:: 出題内容 1 ::
以下の記事で「隠岐の島までが遠い。」で始まる段落を、主な事実を残して箇条書きに短くまとめよ。

:: 出典 ::
230618 島根
- 光太郎 笠原
- 2023年6月25日
- 読了時間: 8分
更新日:2024年6月14日
2022-2023シーズン最後の大会は「隠岐の島ウルトラマラソン」。
距離100km。「起伏の激しい全国屈指の難コース」とされる大変なレースだ。これまでに挑戦したことがないような過酷な条件。ラストを飾るにふさわしいけど、うまく走れるか、正直心配もある。
隠岐の島までが遠い。羽田から出雲空港へ行き、その後バスで境港へ移動。高速船で1時間半かけてようやく島に辿り着く。片道で都合6時間強。二泊三日だけど、初日と最終日は移動がほとんど。そして中日が一日かけてレース。スケジュールとしてもハードだ。

:: 提供データ ::
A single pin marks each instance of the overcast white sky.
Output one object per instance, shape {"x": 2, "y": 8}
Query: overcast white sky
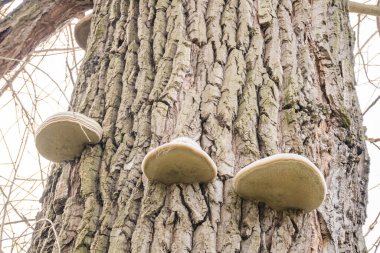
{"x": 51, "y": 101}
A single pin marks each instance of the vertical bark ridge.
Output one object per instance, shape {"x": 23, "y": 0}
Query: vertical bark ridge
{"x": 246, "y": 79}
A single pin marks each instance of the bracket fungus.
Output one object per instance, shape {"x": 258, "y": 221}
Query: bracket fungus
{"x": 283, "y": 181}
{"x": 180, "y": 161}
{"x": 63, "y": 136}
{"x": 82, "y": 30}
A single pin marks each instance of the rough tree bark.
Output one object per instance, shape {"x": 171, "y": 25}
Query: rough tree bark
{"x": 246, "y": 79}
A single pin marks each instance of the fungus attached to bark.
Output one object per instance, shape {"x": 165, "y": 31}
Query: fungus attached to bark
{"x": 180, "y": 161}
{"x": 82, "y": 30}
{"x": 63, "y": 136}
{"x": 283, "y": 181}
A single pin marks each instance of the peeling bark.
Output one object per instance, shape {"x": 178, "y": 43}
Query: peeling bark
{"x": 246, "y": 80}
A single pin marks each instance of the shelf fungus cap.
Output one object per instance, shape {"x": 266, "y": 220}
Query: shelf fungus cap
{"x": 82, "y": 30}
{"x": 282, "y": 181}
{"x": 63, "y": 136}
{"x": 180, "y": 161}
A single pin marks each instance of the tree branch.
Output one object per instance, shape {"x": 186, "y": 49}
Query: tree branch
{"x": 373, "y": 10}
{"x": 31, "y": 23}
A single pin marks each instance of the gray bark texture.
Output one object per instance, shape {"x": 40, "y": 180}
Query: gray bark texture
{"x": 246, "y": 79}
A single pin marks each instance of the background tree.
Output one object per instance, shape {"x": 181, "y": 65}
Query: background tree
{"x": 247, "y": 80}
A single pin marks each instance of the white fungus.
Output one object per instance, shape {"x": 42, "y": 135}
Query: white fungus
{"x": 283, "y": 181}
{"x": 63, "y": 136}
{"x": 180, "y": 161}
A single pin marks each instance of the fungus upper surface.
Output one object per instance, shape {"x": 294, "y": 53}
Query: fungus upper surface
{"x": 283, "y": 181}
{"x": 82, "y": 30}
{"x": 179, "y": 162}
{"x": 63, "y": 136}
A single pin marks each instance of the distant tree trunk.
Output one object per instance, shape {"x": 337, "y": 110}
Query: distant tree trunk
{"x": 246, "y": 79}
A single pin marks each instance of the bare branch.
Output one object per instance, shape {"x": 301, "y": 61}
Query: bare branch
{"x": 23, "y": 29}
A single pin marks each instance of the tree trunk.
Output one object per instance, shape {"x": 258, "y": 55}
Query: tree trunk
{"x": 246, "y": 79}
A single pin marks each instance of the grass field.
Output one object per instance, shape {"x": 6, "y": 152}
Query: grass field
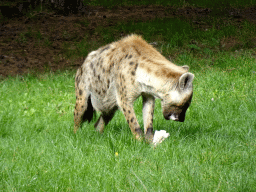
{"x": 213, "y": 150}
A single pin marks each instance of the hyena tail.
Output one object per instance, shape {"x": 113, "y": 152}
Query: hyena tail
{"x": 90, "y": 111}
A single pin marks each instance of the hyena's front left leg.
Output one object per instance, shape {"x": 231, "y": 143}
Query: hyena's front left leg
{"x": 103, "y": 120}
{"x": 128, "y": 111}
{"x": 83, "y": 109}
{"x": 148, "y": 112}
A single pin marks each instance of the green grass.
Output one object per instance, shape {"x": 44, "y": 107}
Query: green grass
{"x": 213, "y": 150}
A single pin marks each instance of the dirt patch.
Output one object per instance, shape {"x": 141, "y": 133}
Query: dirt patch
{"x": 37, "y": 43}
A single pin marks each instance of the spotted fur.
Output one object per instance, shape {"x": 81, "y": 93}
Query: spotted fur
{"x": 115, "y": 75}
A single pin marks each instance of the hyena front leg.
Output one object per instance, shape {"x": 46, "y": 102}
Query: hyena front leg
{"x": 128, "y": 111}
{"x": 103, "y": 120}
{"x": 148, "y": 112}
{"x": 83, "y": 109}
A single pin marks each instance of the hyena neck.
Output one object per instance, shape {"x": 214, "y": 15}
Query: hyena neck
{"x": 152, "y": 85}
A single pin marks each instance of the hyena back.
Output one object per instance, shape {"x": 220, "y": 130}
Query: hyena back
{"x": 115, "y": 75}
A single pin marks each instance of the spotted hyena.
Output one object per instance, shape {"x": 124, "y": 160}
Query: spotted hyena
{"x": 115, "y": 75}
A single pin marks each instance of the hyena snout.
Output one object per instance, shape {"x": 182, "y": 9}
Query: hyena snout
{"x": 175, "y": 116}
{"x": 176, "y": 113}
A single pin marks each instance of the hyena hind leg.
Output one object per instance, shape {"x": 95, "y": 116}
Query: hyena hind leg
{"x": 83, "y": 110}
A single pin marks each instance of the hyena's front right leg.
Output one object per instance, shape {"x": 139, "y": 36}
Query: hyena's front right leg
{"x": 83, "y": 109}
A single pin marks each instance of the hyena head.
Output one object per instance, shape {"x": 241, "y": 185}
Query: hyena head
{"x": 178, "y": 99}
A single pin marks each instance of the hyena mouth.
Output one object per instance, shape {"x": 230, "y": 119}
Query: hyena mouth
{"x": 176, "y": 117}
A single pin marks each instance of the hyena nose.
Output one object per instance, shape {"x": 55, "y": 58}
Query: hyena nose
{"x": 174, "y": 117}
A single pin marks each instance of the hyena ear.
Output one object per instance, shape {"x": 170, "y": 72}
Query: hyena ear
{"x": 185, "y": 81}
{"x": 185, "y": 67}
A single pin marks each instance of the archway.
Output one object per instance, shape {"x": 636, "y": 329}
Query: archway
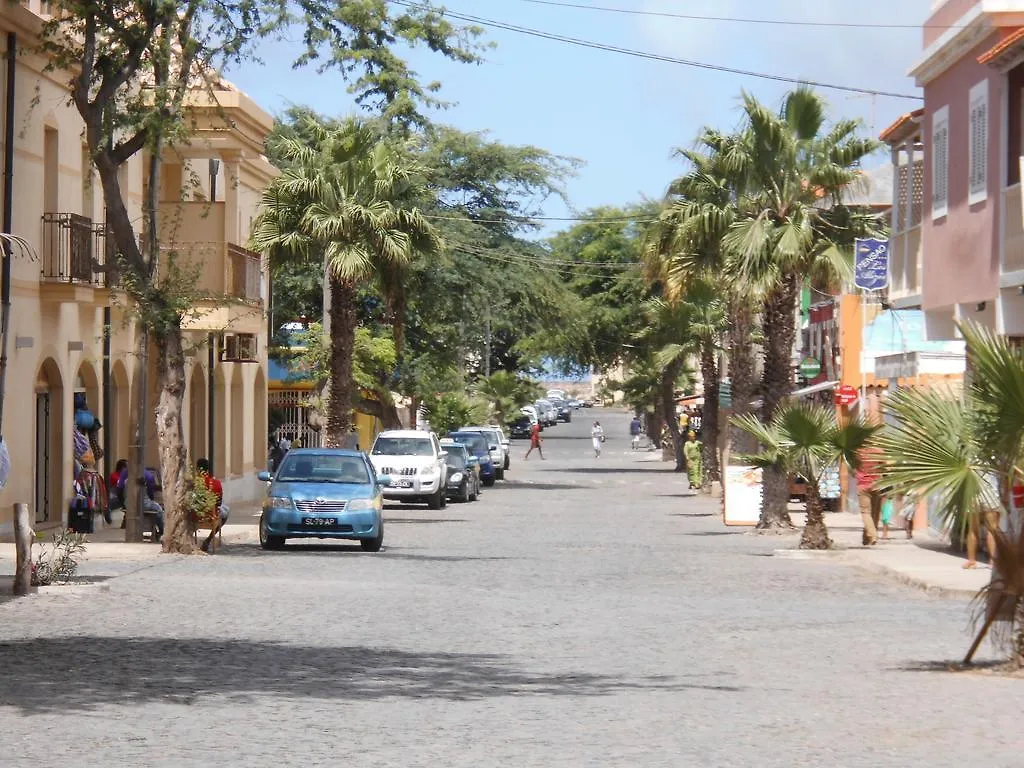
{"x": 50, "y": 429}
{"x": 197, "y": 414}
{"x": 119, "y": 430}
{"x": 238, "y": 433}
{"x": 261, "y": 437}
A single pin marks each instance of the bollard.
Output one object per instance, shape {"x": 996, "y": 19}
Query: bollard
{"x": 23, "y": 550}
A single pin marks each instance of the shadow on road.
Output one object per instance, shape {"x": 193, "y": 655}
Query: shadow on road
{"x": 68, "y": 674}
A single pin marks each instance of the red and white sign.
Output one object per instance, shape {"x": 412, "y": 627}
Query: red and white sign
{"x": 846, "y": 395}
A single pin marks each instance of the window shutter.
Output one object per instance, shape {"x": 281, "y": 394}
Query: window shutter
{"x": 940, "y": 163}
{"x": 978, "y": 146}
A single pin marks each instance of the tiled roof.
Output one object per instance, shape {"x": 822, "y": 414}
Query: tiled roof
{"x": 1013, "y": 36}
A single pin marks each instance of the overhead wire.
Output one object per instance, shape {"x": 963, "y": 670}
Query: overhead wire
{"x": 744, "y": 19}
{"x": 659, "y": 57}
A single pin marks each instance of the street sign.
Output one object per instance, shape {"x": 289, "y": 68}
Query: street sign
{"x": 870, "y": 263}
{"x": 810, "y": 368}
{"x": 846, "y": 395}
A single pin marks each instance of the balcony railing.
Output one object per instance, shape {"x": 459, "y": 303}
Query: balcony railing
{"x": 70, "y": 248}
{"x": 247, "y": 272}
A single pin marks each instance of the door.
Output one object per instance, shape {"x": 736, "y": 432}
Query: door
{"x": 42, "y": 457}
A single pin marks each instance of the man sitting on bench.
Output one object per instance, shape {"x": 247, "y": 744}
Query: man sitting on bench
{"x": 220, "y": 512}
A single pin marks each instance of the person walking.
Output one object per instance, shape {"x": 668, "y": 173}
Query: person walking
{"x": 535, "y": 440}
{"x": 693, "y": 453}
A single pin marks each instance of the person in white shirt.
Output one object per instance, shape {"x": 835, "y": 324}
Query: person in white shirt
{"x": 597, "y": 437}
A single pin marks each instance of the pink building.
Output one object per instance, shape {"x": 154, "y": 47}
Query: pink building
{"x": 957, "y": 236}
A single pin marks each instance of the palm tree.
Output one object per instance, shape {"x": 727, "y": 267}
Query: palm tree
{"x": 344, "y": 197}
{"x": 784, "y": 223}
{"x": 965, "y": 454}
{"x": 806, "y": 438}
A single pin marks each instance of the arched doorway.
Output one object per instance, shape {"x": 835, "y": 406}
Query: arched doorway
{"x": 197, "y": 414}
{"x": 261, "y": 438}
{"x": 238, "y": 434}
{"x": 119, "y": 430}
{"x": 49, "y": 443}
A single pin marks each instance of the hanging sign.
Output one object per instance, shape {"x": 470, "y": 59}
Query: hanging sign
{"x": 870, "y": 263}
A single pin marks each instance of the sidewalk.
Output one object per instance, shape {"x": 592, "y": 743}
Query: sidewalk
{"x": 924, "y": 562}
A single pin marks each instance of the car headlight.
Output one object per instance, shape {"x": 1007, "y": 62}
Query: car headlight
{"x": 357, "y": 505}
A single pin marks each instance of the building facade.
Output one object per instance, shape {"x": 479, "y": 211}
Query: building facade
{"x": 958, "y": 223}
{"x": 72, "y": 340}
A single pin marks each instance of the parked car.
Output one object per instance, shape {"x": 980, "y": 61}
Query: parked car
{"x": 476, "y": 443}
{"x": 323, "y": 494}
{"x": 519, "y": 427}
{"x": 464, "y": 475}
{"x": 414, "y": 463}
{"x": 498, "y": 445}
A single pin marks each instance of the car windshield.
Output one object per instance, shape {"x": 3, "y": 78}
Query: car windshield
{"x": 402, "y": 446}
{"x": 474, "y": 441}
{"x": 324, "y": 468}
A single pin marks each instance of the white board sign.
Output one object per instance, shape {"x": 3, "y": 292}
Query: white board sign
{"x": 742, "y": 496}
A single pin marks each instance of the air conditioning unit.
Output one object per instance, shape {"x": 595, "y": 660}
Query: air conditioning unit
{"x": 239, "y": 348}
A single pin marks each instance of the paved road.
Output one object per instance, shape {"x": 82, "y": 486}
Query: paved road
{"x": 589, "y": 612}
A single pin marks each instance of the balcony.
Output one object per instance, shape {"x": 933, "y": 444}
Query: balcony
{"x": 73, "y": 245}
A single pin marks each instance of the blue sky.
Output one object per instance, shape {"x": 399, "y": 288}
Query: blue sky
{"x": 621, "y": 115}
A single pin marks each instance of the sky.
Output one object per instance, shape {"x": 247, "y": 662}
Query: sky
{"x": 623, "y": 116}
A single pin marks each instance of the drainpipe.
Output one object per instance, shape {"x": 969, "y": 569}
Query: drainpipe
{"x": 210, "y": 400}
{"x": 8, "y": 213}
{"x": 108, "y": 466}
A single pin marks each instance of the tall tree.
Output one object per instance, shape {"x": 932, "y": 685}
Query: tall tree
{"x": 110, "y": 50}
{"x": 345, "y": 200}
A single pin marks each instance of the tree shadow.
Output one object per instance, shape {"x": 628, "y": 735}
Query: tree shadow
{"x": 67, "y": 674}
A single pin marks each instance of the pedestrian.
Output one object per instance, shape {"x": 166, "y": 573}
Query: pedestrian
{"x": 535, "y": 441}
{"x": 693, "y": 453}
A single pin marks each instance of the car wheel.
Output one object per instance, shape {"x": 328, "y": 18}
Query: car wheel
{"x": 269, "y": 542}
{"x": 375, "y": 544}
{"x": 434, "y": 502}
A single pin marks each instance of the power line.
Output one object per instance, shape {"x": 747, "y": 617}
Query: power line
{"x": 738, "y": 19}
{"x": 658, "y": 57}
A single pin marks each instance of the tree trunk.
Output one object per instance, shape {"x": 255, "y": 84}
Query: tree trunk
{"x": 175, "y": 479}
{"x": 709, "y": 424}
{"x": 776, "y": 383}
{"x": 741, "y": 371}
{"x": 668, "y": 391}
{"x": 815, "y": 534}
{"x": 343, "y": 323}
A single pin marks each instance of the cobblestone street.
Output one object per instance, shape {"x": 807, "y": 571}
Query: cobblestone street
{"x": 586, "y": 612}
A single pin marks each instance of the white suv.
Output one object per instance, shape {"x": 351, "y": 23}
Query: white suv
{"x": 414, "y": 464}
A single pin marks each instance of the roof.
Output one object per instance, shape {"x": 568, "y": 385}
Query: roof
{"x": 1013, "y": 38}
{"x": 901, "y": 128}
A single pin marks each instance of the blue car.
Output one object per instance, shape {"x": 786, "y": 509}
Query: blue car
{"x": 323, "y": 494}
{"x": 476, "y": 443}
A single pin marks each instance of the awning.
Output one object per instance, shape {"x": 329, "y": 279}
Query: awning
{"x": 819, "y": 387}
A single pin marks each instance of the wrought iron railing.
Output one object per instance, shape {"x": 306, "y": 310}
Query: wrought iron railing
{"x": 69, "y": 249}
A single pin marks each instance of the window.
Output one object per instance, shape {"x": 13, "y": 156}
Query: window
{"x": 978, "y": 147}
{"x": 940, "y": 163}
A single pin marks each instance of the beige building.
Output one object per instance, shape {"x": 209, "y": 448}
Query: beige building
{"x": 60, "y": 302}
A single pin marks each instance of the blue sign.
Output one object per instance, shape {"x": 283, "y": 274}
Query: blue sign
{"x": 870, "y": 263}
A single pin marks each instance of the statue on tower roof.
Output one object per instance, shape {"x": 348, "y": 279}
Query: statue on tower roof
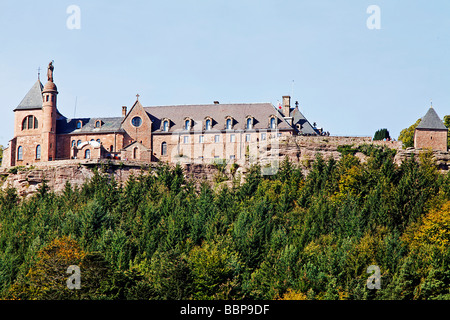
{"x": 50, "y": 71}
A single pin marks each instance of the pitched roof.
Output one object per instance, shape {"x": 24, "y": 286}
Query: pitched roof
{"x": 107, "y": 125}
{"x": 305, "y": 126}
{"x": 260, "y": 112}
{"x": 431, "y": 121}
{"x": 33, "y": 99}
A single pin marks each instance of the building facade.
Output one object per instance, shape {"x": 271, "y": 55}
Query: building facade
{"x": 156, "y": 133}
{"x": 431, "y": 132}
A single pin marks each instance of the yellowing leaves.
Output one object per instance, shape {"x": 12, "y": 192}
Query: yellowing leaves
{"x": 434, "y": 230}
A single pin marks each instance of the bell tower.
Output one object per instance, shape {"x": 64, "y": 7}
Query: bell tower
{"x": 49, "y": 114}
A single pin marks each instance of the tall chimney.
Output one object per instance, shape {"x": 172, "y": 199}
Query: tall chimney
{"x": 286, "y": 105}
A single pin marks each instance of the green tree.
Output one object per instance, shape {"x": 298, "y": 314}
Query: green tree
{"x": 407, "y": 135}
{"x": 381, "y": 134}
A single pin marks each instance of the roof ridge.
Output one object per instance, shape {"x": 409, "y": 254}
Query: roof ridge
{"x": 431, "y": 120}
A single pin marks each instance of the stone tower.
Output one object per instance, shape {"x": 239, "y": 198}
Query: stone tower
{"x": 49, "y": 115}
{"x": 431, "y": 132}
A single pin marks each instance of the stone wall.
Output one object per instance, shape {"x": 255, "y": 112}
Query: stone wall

:: 出題内容 2 ::
上のリストで「dirt」という文字列を含む行は何行あるか。数のみ答えよ。

:: 解答例 1 ::
- 羽田から出雲空港へ飛び、バスで境港へ移動する。
- 境港から高速船で1時間半かけて島に着く。
- 片道は合計6時間強かかる。
- 日程は二泊三日で、初日と最終日はほとんど移動に使う。
- 中日は一日かけてレースを走る。
- スケジュールとしてもハードである。

:: 解答例 2 ::
2